> [INSTRUCTION A]
Reproduce the entries verbatim, everything from the line containing "weathered stone surface?" down to the line containing "[220,71,470,360]", with both of those lines included. Omit the picture markers from your output.

======== EXCERPT PROVIDED ========

What analysis types are included in VTune?

(1) Hotspots

(2) Locks and Waits

(3) Valgrind

(4) Concurrency

Data flow analysis is

(1) analysis of bus data transfer

(2) method to avoid data loading to cache memory

(3) collecting information on variable's values

What optimization is inverse for loop fusion?

(1) loop unswitching

(2) loop unfolding

(3) loop interchange

(4) loop unrolling

(5) loop distribution

What is vector instruction for the compiler?

(1) adding vectors

(2) vector multiply by matrix

(3) vector folding

(4) vector substraction

(5) vector power

What qualities does distributed memory systems have?

(1) good scalability

(2) different latency for the different parts of memory

(3) good inter processor communication

(4) the high cost of cache subsystem synchronization

What could be performed to save the last state of the variable into master thread after the parallel block?

(1) add this variable to private set

(2) add this variable to lastprivate set

(3) add this variable to lastshared set

(4) this kind of behavior is not allowed by the technology

What are disadvantages of the procedural-level optimizations?

(1) they could be used for procedures and not for functions

(2) only constant length arrays are used

(3) can't be used in a highly loaded functions

(4) every function call is "black box" for them

(5) can't work with record type

Dynamic data is useful when

(1) loop iterator changes frequently

(2) loop iterator value can be out of data type range

(3) you need to create large data structure which size in unknown at compile time

(4) you need to store an integer and a string at the same variable

(5) you have no run statistics

What of the following will not cause any change in processor performance?

========

> [INSTRUCTION B]
In the quiz text, list every answer option offered for the question about which optimization is the inverse of loop fusion.

======== INFORMATION SUPPLIED ========

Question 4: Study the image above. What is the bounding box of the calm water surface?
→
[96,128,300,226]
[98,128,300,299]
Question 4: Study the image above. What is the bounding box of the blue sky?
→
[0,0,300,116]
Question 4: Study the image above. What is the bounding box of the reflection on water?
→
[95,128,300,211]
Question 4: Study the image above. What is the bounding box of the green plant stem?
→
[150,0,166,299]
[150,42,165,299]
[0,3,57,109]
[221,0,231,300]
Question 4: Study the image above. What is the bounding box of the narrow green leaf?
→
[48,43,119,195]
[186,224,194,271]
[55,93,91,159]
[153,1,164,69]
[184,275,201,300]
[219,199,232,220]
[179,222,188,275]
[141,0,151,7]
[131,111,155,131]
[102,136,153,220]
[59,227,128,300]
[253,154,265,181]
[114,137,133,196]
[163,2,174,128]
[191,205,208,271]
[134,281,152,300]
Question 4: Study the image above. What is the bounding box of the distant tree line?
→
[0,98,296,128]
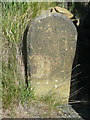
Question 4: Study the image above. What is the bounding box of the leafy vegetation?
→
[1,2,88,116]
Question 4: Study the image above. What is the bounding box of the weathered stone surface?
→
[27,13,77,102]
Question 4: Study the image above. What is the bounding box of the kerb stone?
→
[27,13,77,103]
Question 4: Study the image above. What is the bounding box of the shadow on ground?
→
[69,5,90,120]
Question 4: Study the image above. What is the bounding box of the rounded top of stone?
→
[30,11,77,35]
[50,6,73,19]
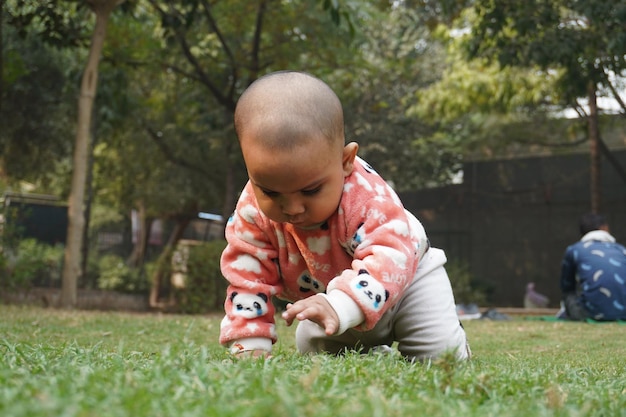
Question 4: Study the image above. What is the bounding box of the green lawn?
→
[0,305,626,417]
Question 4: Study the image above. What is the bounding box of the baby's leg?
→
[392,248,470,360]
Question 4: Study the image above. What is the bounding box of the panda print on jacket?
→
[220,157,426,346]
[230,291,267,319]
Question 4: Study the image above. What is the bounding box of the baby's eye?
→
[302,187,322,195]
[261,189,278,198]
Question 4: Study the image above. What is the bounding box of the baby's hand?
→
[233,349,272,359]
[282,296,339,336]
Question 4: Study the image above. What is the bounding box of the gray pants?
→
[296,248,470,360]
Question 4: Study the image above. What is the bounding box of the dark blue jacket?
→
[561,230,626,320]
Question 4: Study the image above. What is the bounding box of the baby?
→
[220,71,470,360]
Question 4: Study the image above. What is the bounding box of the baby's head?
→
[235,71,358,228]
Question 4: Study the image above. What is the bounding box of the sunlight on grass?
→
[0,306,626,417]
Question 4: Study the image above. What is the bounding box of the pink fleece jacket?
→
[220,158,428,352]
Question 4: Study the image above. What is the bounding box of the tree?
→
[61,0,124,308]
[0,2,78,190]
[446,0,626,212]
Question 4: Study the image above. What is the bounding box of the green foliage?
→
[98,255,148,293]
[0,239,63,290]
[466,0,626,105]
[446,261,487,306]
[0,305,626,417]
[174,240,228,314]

========
======== INFORMATION SUPPLIED ========

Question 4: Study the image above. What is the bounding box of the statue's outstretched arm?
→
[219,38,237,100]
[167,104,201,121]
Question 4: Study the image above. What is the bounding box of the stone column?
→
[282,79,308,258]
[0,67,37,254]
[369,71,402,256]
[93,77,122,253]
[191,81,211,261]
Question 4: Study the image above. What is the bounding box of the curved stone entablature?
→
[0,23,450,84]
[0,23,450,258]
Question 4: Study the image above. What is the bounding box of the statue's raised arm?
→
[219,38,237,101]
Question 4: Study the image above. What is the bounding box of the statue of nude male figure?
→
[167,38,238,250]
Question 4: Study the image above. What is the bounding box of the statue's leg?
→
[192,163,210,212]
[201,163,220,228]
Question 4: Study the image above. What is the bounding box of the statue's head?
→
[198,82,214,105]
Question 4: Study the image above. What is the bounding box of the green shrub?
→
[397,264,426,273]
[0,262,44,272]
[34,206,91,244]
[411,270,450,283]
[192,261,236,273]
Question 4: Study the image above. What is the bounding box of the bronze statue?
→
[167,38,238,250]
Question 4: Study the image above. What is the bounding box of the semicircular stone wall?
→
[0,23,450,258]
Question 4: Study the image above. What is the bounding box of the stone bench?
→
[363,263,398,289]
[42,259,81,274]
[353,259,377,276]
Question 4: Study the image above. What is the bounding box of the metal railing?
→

========

> [CORRECT ANSWER A]
Question 4: Study the image above. What is the bounding box of the weathered stone surface?
→
[27,13,77,102]
Question 4: Study the image above. What is the bounding box of the kerb stone?
→
[27,13,77,103]
Question 4: Study the image above. What is the bounding box of the shadow on ground?
→
[69,5,90,120]
Question 4: Study the image above. What is the bounding box of the rounded top of stone?
→
[30,11,77,35]
[50,6,73,19]
Question 4: Study the image above. What is the bounding box of the green lawn?
→
[0,305,626,417]
Question 4: Study the image above. What is the bounding box of the baby's leg?
→
[392,248,470,360]
Question 4: Study the image above. What is the bounding box of the panda print on jacket?
→
[220,157,426,346]
[230,291,267,319]
Question 4: Study the image above. What is the bounding box of the baby's eye?
→
[302,187,322,195]
[261,189,278,198]
Question 4: Study the image above. What is the bounding box of the baby's hand?
→
[233,349,272,359]
[282,296,339,336]
Question 4: Study the image above. What is the bounding box of the gray pants?
→
[296,248,470,360]
Question 4: Study the image above. What is the bounding box of the dark blue jacket?
→
[561,230,626,320]
Question 4: Study the image above. What is the bounding box of the baby?
→
[220,71,470,360]

> [CORRECT ANSWER B]
- loop unswitching
- loop unfolding
- loop interchange
- loop unrolling
- loop distribution